▶ _Tarefa proposta_: Retome a resenha do livro We need to talk about Kevin e continue a escrevê-la logo após a última frase.

▶ _Documento_:
━━━━━━━━━━━━━━━━

Estou lendo um livro de deixar de cabelos arrepiados qualquer mulher que se preze. Principalmente aquelas que forem mães, como eu. O livro em questão se chama We need to talk about Kevin e é um relato horripilante do que pode dar errado. Não recomendo a pessoas facilmente impressionáveis, nem muito menos aquelas mulheres que em algum momento de suas vidas questionaram o mito do amor materno.

O livro relata a estória de Kevin, que aos 13 anos de idade mata a sangue frio sete alunos e dois funcionários de sua escola, entre eles um professor. Ele cumpre sua pena em uma penitenciária juvenil, onde é visitado duas vezes por mês por sua mãe (e também narradora da estória). Kevin recebe entre outros, o apelido de Columbine Boy - referência a um dos maiores massacres em escolas americanas nos últimos anos (que rendeu inclusive o excelente Bowling for Columbine de Michael Moore). Outro filme que lida com o mesmo assunto e que também vale a pena assistir é Elephant (Gus van Sant). Certo é que massacres deste tipo já são mais realidade do que ficção nos EUA.

O livro, que ganhou o Orange Prize em 2005, é um dos relatos mais provocantes e polêmicos da última década (leia e confira você mesmo). A começar porque desde o primeiro capítulo, a mãe de Kevin assume sua parte de culpa no desenrolar do drama. Assim como também deixa bem claro que a culpa é sua, mas em partes. Porque a verdade é que quando as coisas dão errado, nossa sociedade culpa logo a criação dos pais. O que é parcialmente verdade, pois nem todos os atos podem ser explicados exclusivamente pela forma como uma pessoa foi criada. É o velho debate nature x nurture. Em bom português: a eterna questão sobre o que pesaria mais, a natureza (temperamento inato) ou a criação (comportamento aprendido) de uma pessoa. Ou ainda, se o ser humano já nasce com uma predisposição para o bem ou o mal, ou se o seu caráter é moldado com base em suas experiências e no ambiente em que cresce.

━━━━━━━━━━━━━━━━

▶ _Registros fornecidos_:
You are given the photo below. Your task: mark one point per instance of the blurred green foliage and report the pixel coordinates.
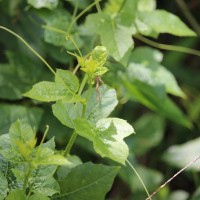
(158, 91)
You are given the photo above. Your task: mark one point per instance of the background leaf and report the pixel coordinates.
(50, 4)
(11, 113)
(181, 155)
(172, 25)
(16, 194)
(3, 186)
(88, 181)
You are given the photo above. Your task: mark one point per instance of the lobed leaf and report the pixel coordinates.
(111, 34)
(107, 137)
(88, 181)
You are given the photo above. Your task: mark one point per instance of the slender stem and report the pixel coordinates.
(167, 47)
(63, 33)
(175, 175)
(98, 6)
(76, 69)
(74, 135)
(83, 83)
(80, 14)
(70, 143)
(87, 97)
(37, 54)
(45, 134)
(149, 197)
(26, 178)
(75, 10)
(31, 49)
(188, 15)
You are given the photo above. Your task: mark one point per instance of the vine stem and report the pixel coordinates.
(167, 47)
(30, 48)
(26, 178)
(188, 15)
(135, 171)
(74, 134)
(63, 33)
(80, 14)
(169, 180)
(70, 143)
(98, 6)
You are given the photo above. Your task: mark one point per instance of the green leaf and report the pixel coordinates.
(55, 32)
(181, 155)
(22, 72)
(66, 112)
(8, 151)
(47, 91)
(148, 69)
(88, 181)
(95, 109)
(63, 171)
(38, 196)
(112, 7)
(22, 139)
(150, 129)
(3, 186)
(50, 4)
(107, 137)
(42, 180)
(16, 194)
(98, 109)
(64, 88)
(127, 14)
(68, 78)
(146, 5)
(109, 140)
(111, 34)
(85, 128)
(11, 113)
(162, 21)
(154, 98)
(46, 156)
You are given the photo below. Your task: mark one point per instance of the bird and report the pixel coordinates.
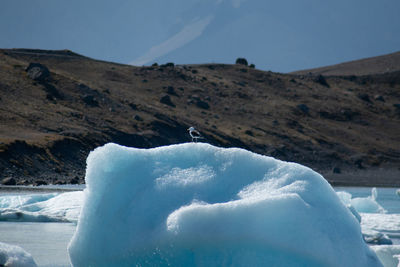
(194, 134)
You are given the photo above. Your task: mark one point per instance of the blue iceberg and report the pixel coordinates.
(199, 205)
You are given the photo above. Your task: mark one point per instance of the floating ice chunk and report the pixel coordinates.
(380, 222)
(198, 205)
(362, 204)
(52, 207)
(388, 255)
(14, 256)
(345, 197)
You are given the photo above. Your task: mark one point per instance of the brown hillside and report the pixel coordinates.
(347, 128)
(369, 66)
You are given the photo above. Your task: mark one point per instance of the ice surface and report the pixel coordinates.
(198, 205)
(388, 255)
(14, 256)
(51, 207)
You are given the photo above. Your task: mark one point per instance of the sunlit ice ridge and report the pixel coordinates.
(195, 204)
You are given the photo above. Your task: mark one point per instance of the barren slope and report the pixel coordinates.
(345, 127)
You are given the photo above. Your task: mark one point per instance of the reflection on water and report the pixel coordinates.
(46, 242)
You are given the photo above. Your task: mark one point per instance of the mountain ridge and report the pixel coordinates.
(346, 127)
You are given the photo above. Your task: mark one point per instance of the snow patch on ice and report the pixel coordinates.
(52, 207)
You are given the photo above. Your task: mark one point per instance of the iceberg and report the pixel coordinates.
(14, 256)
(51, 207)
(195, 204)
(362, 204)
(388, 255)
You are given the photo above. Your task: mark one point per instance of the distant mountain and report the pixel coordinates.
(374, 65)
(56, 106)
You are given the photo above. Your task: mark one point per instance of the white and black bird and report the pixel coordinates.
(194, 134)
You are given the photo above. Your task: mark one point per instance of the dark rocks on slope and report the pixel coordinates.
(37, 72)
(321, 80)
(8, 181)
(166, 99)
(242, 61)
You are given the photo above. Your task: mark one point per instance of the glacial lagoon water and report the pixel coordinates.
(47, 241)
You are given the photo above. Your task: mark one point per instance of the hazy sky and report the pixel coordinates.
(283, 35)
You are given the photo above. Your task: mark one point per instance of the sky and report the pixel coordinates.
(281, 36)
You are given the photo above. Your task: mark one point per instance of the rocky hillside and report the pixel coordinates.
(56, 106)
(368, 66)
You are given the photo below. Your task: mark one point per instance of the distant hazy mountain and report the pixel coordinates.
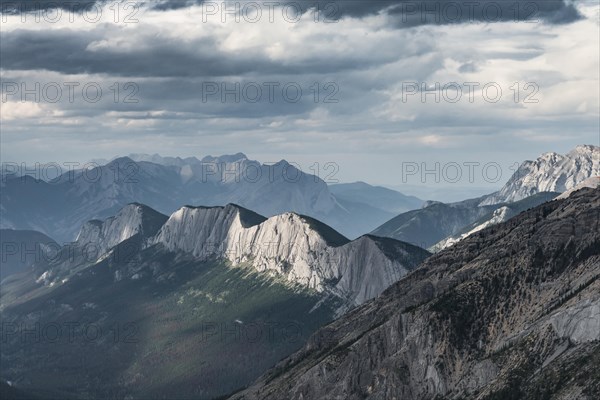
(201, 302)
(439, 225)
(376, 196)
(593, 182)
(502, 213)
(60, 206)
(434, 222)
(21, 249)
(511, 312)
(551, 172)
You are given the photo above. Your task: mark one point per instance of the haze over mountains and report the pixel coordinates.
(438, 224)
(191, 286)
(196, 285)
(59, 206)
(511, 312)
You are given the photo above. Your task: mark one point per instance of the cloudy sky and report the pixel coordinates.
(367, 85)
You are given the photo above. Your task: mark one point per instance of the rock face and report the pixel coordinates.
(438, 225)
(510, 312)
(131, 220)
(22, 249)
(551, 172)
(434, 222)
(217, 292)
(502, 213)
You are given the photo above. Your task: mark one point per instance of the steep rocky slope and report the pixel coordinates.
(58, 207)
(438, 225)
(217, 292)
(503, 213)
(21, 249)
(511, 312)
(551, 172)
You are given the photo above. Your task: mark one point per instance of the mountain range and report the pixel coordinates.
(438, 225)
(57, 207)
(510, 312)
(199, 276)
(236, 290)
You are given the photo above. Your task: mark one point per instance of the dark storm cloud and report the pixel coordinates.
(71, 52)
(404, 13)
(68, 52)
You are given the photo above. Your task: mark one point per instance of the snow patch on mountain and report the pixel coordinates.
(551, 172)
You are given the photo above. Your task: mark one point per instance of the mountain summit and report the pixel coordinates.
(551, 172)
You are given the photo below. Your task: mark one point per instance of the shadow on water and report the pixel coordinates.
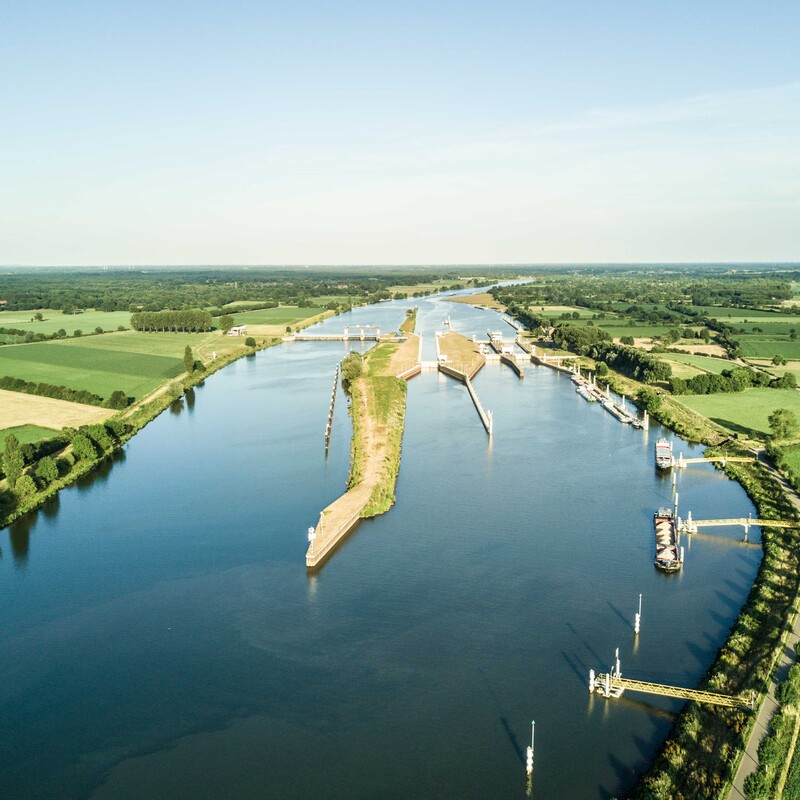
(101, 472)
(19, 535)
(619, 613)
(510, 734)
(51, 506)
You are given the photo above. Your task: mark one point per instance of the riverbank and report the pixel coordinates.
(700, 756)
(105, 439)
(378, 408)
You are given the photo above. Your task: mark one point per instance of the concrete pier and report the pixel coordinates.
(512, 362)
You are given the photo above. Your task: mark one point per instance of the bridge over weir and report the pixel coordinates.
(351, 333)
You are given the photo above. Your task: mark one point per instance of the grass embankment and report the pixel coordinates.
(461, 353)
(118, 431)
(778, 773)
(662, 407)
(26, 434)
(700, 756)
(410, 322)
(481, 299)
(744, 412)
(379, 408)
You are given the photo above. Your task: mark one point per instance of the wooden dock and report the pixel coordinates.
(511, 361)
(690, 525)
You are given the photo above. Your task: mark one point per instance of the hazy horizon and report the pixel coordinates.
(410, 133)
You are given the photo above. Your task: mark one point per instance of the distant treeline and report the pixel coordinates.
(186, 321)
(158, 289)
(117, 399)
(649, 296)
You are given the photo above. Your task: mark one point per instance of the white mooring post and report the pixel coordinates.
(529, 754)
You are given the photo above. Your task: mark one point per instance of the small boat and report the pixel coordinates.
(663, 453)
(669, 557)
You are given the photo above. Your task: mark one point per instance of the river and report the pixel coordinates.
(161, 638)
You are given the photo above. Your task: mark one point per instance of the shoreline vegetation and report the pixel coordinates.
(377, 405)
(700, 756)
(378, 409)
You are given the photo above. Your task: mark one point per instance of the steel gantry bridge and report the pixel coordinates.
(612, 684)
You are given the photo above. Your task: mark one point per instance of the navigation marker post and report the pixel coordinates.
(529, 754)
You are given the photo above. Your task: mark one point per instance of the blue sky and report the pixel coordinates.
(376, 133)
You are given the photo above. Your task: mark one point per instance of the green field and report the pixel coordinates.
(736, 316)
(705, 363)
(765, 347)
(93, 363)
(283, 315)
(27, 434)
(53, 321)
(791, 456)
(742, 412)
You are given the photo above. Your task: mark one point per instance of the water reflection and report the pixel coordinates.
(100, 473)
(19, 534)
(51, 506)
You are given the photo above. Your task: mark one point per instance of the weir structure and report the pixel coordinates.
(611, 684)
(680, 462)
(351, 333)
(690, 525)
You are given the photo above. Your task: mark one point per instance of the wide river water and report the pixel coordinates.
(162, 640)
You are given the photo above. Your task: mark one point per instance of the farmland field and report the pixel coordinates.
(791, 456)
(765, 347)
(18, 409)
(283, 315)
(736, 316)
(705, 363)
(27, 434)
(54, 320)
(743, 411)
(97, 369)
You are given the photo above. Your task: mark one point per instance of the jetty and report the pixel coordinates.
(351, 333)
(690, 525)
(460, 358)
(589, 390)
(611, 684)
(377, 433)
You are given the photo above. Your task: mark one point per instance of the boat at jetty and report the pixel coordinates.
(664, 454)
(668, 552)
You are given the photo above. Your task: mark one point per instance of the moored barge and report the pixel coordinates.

━━━━━━━━━━━━━━━━

▶ _Resposta escrita_:
Outro tema que permeia a estória - e que ainda hoje é um dos maiores tabus da nossa sociedade - é o (velho) mito do amor materno. A mãe de Kevin logo se deu conta, quando o filho ainda estava na barriga, que não queria aquele bebê...mas era tarde demais para mudar de idéia. O nascimento do bebê, que deveria ser um momento de felicidade inigualável, foi um dos momentos mais decepcionantes de sua vida. Contrário a todas as expectativas, ela não sentiu absolutamente nada. Muito menos aquela felicidade tão comentada pelas outras mães. Só uma sensação de vazio e mais nada.

O livro é escrito na forma de cartas que a mãe de Kevin escreve ao pai do garoto. E são essas cartas que fornecem uma espécie de mapa para tentarmos entender o que aconteceu. Á medida em que avança na leitura, o leitor vai sendo confrontado com verdades que preferiria não saber (ignorance is bliss). Coisas que as pessoas preferem não falar por medo de serem consideradas monstros (como a mãe-madrasta de Kevin).

Em suma, um livro para pessoas inteligentes e questionadoras. Read at your own risk.

5 comentários:

Annix disse...

legal! mais um pra lista.

Anônimo disse...

Bem interessante, Beth.
É preciso reumanizar a figura da mãe, este ser muitas vezes obrigado à infalibilidade, ao amor incondicional, a filhos insuportáveis (eles existem), e a uma certa desistência de si mesma. Ainda me espanto quando pessoas me dizem "terem perdido" características tão humanas como o egoísmo, a dúvida, o desespero - a partir do momento que o teste dá positivo. Você chegou a ler a entrevista dos psicanlistas? Tem um trecho lá falando das madrastas.
Beijo,
Arnild

Anônimo disse...

Oi Beth,

quantos bons posts eu perdi!

Preciso voltar com calma pra ler tudo!

MUITO interessante esse livro! Eu volto pra deixar meus pitacos!

bjs

Antonio Da Vida disse...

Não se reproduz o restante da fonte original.